**WHAT IS NEEDED**
Carry on the passage about the credit facility, picking up right after its last sentence.
:: PAGE
Borrowings under this credit facility bear interest at a rate equal to an applicable margin plus, at our option, either a variable base rate or a
Eurodollar rate. As of December 30, 2008 and December 29, 2009, the weighted-average interest rate under the credit facility was 2.65% and
2.24%, respectively. The credit facility contains usual and customary covenants including consolidated leverage ratios, fixed charge coverage
ratios, limitations on capital expenditures, etc. As of December 30, 2008 and December 29, 2009 we were in compliance with all our financial and
operating covenants.
Letters of credit reduce our availability under our revolver. As of December 29, 2009, we had $7.2 million in letters of credit outstanding
under this facility. The letters of credit expire on various dates during 2010, are generally automatically renewable for one additional year and are
payable upon demand in the event that we fail to pay the underlying obligation. Our availability under the revolver was $12.8 million as of
December 29, 2009.
::::
:: RAW DATA
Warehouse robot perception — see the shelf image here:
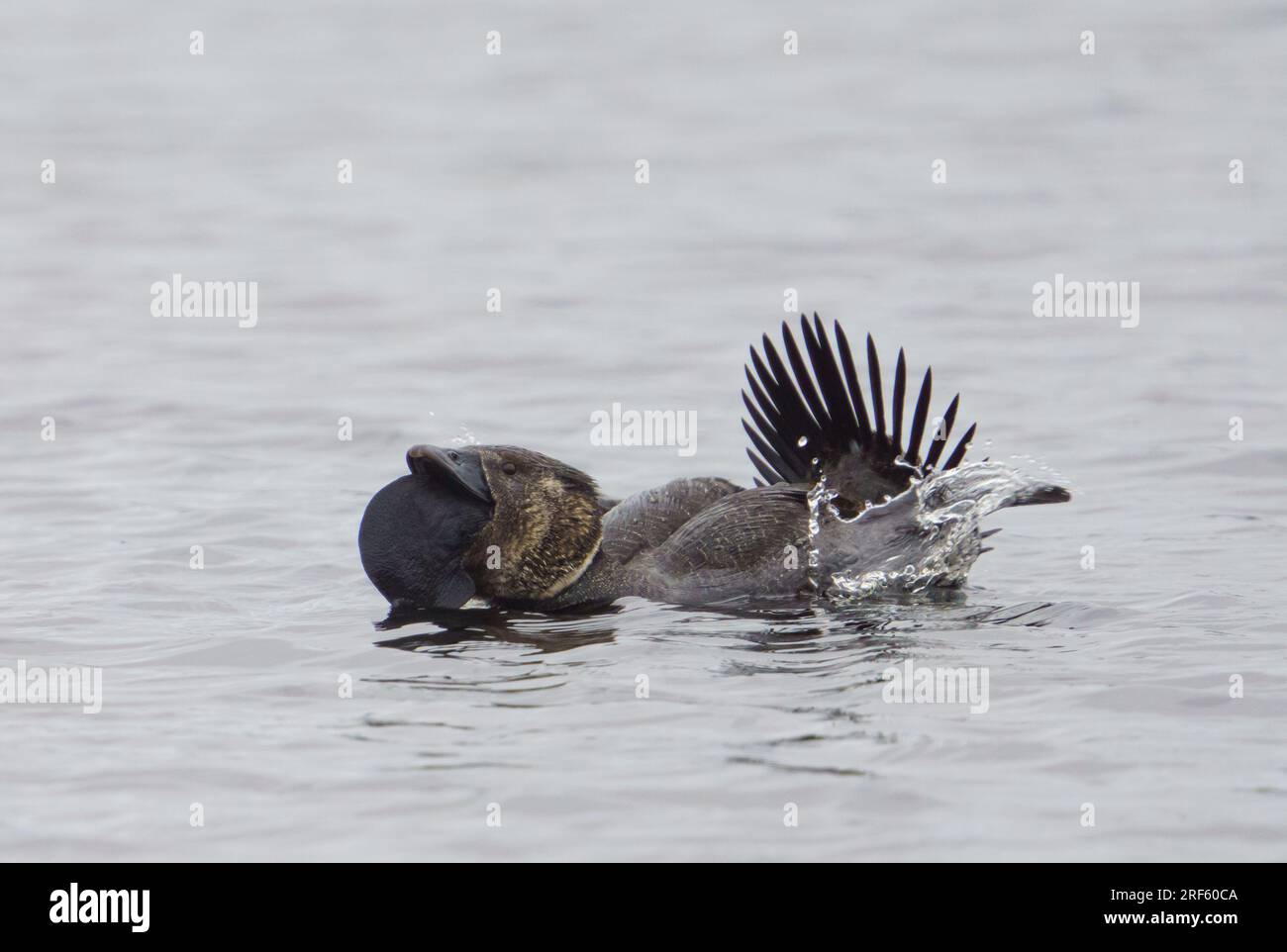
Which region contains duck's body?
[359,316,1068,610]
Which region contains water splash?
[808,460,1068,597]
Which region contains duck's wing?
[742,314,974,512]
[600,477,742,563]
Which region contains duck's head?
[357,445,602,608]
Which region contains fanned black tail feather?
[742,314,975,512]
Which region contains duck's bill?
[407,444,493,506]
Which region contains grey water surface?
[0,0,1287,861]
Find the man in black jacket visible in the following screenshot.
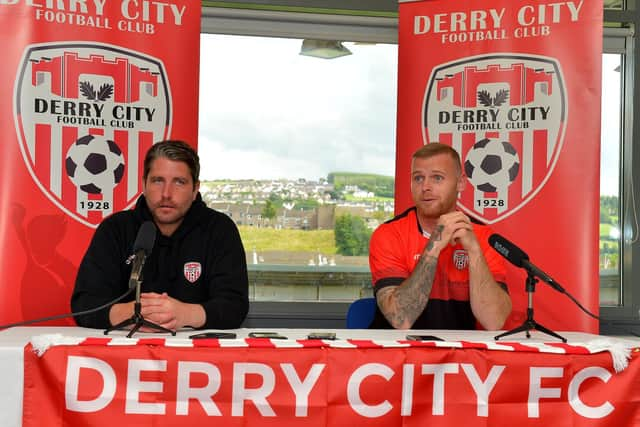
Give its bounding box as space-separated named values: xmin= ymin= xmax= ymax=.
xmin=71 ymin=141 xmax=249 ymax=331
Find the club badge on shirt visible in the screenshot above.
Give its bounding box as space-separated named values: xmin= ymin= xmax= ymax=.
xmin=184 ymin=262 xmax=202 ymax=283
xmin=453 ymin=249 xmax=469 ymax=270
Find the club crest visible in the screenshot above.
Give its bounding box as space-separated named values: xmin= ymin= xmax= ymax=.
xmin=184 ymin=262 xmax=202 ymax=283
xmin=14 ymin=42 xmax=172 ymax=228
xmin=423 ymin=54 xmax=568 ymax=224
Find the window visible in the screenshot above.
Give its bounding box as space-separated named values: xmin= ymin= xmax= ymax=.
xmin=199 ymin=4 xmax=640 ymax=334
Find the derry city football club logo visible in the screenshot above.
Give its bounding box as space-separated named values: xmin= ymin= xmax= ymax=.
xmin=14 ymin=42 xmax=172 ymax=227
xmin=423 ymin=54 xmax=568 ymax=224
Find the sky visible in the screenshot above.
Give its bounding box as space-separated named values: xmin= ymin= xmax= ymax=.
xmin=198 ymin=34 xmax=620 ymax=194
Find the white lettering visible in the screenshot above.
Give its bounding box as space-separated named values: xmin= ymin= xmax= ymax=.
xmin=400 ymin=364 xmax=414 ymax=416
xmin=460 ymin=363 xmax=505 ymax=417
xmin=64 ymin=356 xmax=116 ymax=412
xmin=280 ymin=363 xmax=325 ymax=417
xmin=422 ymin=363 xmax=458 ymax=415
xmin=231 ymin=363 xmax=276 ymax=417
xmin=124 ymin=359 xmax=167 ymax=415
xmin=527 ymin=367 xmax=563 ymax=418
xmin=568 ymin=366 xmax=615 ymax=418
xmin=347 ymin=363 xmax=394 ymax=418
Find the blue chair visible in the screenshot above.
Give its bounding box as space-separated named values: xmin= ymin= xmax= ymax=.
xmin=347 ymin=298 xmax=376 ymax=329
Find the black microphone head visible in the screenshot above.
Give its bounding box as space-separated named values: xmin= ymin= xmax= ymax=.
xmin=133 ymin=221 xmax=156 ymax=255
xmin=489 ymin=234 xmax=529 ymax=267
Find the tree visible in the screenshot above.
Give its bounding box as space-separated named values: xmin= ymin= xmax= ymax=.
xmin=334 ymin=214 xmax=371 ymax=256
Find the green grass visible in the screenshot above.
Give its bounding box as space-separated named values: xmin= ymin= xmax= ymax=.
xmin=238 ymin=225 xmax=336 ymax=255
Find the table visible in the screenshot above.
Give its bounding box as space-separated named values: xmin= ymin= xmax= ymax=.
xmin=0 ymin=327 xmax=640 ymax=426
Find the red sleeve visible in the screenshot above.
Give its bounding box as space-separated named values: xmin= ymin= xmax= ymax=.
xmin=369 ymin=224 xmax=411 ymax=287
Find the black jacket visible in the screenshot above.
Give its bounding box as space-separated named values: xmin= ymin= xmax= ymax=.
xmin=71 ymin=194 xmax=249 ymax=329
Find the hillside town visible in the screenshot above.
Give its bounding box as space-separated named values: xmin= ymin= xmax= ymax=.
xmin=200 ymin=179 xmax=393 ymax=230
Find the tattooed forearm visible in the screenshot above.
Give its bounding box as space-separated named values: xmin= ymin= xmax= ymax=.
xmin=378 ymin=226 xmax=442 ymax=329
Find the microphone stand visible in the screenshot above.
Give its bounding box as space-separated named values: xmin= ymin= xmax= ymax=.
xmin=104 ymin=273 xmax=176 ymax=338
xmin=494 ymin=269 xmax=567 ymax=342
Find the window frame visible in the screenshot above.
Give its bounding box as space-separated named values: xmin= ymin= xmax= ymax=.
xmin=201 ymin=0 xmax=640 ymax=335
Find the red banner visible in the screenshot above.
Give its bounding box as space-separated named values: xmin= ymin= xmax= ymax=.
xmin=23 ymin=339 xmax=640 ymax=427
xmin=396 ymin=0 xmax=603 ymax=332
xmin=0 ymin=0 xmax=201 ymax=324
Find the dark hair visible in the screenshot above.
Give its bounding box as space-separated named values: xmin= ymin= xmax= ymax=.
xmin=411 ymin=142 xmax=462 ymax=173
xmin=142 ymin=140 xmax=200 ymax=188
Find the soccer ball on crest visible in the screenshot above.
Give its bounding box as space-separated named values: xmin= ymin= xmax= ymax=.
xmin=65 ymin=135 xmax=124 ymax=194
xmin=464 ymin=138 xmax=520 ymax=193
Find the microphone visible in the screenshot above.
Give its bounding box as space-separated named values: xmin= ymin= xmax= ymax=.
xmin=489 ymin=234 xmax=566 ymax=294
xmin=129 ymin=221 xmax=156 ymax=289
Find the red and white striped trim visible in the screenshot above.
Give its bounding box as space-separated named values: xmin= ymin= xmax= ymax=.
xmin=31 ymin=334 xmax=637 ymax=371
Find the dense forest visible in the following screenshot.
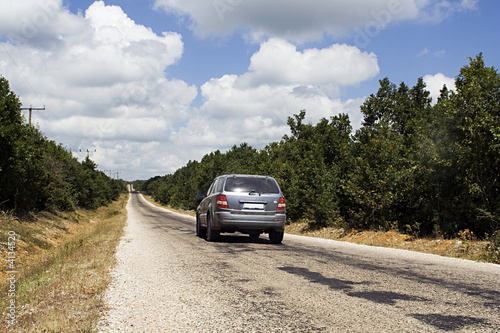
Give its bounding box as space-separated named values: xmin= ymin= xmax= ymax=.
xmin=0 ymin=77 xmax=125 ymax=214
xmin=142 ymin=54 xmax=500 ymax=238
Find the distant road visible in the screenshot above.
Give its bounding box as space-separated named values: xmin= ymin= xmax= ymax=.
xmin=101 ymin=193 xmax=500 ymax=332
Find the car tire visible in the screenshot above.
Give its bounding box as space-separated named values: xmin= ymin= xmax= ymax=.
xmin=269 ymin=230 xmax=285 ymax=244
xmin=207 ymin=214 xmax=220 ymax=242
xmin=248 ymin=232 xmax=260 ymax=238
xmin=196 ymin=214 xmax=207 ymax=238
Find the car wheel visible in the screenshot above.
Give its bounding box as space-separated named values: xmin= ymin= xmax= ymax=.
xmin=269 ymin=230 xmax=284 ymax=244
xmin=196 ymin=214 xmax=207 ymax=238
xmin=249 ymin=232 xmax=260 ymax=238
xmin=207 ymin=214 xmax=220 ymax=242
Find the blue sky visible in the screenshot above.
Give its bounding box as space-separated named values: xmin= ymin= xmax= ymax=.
::::
**RESULT OF THIS EXERCISE**
The credit facility requires mandatory prepayments of:
50% of excess cash flow (as defined in the debt agreement) subject to the ability to retain at least $5 million in cash and cash
equivalents;
100% of net cash proceeds of asset sales by us above a threshold and subject to the ability to reinvest under certain circumstances;
100% of net cash proceeds of any debt issued by us, subject to certain exceptions; and
50% of the net cash proceeds of any equity issued by us, subject to certain exceptions.
The credit facility contains a commitment for an incremental term loan in the aggregate amount of up to $57.0 million to be used by us, if
needed, solely for the purpose of redeeming the mandatorily redeemable Series Z Preferred Stock. Availability of the incremental term loan is
subject to customary borrowing conditions, including absence of any default or material adverse change, and to a requirement of successful
syndication of such incremental term loan.
Debt issuance costs were capitalized as part of our credit agreement and are being amortized over a period of 5 years on a straight-line basis
for the revolver and on the effective interest rate method for the term loan. In the event that the debt is retired prior to the maturity date, debt
issuance costs will be expensed in the period that the debt is retired.
As of December 30, 2008 and December 29, 2009, debt issuance costs, net of amortization of approximately $2.1 million and $1.5 million,
respectively, have been capitalized in other assets for the credit facility. The amortization of debt issuance costs of $0.6 million, $0.5 million and
$0.6 million for the fiscal years ended 2007, 2008, and 2009, respectively, is included in interest expense in the consolidated statements of
operations.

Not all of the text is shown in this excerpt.